------ Information provided ------

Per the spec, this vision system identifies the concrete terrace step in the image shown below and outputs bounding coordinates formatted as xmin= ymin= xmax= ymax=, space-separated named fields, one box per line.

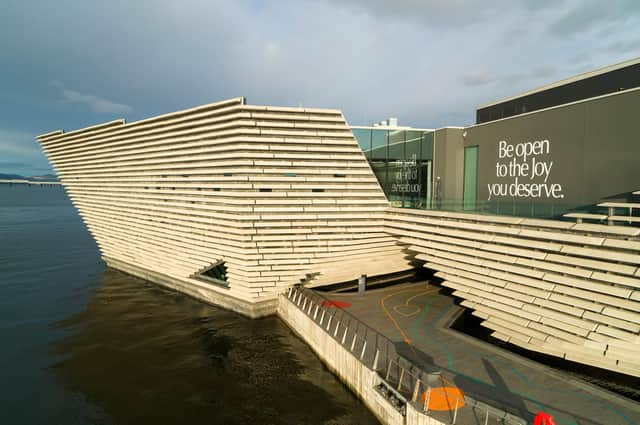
xmin=304 ymin=252 xmax=414 ymax=288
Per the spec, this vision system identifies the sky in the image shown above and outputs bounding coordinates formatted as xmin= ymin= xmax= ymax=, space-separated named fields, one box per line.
xmin=1 ymin=0 xmax=639 ymax=176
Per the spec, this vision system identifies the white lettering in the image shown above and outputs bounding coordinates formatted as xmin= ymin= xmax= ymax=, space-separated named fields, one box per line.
xmin=489 ymin=139 xmax=564 ymax=200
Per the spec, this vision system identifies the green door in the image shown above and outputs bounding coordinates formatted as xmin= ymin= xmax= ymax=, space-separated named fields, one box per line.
xmin=463 ymin=146 xmax=478 ymax=211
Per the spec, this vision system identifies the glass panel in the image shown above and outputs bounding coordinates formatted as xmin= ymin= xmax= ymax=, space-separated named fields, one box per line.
xmin=420 ymin=132 xmax=434 ymax=161
xmin=463 ymin=146 xmax=478 ymax=211
xmin=352 ymin=128 xmax=371 ymax=158
xmin=388 ymin=130 xmax=405 ymax=163
xmin=371 ymin=129 xmax=388 ymax=160
xmin=404 ymin=131 xmax=422 ymax=163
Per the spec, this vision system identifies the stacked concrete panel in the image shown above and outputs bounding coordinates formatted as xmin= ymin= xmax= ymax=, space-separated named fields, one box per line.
xmin=37 ymin=98 xmax=406 ymax=317
xmin=385 ymin=208 xmax=640 ymax=377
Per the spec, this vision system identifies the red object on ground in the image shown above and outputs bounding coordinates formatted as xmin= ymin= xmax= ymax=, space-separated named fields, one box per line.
xmin=321 ymin=300 xmax=352 ymax=308
xmin=534 ymin=412 xmax=557 ymax=425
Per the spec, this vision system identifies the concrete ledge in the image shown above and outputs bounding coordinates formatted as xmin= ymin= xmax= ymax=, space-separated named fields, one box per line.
xmin=103 ymin=256 xmax=278 ymax=318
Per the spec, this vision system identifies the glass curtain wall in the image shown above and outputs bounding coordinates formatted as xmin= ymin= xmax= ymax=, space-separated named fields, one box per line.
xmin=353 ymin=128 xmax=433 ymax=209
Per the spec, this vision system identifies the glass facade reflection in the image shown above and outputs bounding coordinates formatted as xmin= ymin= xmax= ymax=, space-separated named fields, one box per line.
xmin=352 ymin=127 xmax=433 ymax=209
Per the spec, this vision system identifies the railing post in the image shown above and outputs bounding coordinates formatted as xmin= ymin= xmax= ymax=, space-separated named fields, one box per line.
xmin=326 ymin=315 xmax=332 ymax=331
xmin=307 ymin=299 xmax=313 ymax=314
xmin=372 ymin=349 xmax=380 ymax=371
xmin=424 ymin=386 xmax=431 ymax=413
xmin=397 ymin=368 xmax=405 ymax=391
xmin=342 ymin=326 xmax=348 ymax=345
xmin=385 ymin=360 xmax=392 ymax=381
xmin=484 ymin=408 xmax=489 ymax=425
xmin=412 ymin=378 xmax=421 ymax=402
xmin=350 ymin=333 xmax=357 ymax=351
xmin=360 ymin=340 xmax=367 ymax=359
xmin=452 ymin=396 xmax=459 ymax=424
xmin=313 ymin=305 xmax=319 ymax=319
xmin=334 ymin=320 xmax=340 ymax=337
xmin=320 ymin=310 xmax=325 ymax=325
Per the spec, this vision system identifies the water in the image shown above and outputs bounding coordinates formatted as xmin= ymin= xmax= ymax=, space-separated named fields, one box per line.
xmin=0 ymin=185 xmax=379 ymax=425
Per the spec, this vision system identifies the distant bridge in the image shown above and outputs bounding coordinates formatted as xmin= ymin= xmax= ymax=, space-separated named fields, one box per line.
xmin=0 ymin=179 xmax=61 ymax=186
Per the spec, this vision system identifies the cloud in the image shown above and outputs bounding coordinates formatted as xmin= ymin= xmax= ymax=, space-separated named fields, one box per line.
xmin=53 ymin=82 xmax=132 ymax=114
xmin=605 ymin=38 xmax=640 ymax=54
xmin=548 ymin=0 xmax=640 ymax=37
xmin=0 ymin=129 xmax=51 ymax=175
xmin=61 ymin=88 xmax=133 ymax=114
xmin=0 ymin=0 xmax=638 ymax=138
xmin=461 ymin=72 xmax=496 ymax=87
xmin=323 ymin=0 xmax=559 ymax=28
xmin=461 ymin=66 xmax=556 ymax=87
xmin=0 ymin=130 xmax=40 ymax=156
xmin=0 ymin=161 xmax=30 ymax=168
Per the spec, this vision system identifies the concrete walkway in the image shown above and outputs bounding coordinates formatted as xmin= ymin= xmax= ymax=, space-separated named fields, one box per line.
xmin=318 ymin=281 xmax=640 ymax=425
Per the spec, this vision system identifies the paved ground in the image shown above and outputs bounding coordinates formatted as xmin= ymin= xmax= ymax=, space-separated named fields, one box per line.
xmin=319 ymin=281 xmax=640 ymax=425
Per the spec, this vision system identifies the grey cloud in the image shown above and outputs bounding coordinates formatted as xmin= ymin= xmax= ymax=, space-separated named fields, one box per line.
xmin=0 ymin=0 xmax=636 ymax=148
xmin=605 ymin=38 xmax=640 ymax=54
xmin=58 ymin=86 xmax=133 ymax=114
xmin=0 ymin=130 xmax=40 ymax=156
xmin=324 ymin=0 xmax=564 ymax=28
xmin=0 ymin=161 xmax=29 ymax=168
xmin=461 ymin=66 xmax=556 ymax=88
xmin=324 ymin=0 xmax=508 ymax=27
xmin=548 ymin=0 xmax=640 ymax=37
xmin=531 ymin=66 xmax=556 ymax=79
xmin=461 ymin=72 xmax=496 ymax=86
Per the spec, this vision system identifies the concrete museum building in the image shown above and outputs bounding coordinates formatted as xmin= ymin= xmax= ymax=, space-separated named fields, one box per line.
xmin=38 ymin=57 xmax=640 ymax=377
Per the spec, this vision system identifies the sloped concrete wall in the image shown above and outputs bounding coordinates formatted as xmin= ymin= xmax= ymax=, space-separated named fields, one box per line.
xmin=385 ymin=207 xmax=640 ymax=377
xmin=37 ymin=97 xmax=401 ymax=315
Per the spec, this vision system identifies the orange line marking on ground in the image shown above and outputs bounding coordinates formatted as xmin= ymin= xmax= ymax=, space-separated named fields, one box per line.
xmin=380 ymin=287 xmax=434 ymax=354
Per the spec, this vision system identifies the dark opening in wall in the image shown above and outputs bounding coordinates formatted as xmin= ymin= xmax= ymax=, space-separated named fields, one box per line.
xmin=212 ymin=188 xmax=221 ymax=191
xmin=223 ymin=173 xmax=232 ymax=176
xmin=333 ymin=174 xmax=346 ymax=178
xmin=284 ymin=173 xmax=297 ymax=177
xmin=194 ymin=260 xmax=228 ymax=287
xmin=312 ymin=188 xmax=325 ymax=192
xmin=259 ymin=188 xmax=272 ymax=192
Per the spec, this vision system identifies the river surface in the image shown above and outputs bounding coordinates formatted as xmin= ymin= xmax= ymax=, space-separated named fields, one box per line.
xmin=0 ymin=185 xmax=379 ymax=425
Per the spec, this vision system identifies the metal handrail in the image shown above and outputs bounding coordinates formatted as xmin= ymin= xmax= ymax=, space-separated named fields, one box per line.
xmin=285 ymin=285 xmax=527 ymax=425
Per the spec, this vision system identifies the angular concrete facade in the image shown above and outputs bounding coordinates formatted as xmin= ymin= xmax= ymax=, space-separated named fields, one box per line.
xmin=386 ymin=208 xmax=640 ymax=377
xmin=38 ymin=97 xmax=640 ymax=378
xmin=37 ymin=97 xmax=407 ymax=317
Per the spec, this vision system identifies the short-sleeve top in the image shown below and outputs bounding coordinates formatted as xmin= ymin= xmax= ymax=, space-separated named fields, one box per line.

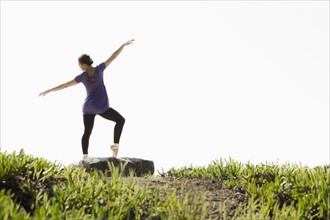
xmin=74 ymin=63 xmax=110 ymax=114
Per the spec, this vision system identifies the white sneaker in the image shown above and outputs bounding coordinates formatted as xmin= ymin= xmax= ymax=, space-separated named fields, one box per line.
xmin=110 ymin=144 xmax=119 ymax=158
xmin=83 ymin=157 xmax=100 ymax=164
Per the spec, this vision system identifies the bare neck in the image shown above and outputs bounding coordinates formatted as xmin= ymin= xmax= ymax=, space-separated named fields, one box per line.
xmin=86 ymin=66 xmax=95 ymax=75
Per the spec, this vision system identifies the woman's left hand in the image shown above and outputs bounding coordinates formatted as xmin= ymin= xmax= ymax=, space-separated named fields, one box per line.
xmin=39 ymin=90 xmax=51 ymax=97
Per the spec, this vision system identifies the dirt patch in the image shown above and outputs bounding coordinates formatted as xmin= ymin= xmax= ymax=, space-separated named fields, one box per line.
xmin=2 ymin=174 xmax=246 ymax=219
xmin=128 ymin=176 xmax=247 ymax=219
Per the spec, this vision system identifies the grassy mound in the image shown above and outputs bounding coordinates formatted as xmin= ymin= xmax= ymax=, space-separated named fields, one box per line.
xmin=0 ymin=150 xmax=328 ymax=219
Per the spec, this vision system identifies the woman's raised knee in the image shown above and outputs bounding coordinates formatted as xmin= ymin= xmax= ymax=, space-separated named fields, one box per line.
xmin=118 ymin=116 xmax=125 ymax=125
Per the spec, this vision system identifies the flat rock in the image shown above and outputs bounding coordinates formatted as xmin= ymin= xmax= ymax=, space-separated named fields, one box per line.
xmin=76 ymin=157 xmax=155 ymax=177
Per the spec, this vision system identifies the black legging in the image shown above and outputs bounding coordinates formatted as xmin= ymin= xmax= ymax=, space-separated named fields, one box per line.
xmin=82 ymin=108 xmax=125 ymax=154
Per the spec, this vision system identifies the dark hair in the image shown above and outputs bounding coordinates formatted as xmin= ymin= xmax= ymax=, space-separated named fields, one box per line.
xmin=78 ymin=54 xmax=93 ymax=66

------

*Task description*
Only the last part of the records is wanted. Repeat it exactly, beginning at the line containing "Per the spec, this vision system identifies the grassy" and ending at the final line.

*Exercise output*
Per the spec, this vision system identifies the grassy mound in the image shown above and outputs bounding coordinates formatted as xmin= ymin= xmax= ymax=, space-separated named fields, one box per line.
xmin=0 ymin=150 xmax=328 ymax=219
Per the spec, this vision system identifies the woman's raised knee in the image shown above and outputs bounding coordinates formatted as xmin= ymin= xmax= ymax=, space-separated named fields, one box per line.
xmin=118 ymin=116 xmax=125 ymax=125
Per the spec, this vision system identifies the flat rock in the image shown above and outputs bounding coordinates formatted as xmin= ymin= xmax= ymax=, space-separated named fields, one box per line.
xmin=76 ymin=157 xmax=155 ymax=177
Per the spec, this vision system identifies the black legging in the image shown above and outputs bounding coordinates formatted as xmin= ymin= xmax= ymax=, space-separated named fields, one box per line.
xmin=82 ymin=108 xmax=125 ymax=154
Per the spec, this vision system identifies the dark hair in the image shown above and outputs bounding coordinates formatted as xmin= ymin= xmax= ymax=, space-separated named fields, one box per line.
xmin=78 ymin=54 xmax=93 ymax=66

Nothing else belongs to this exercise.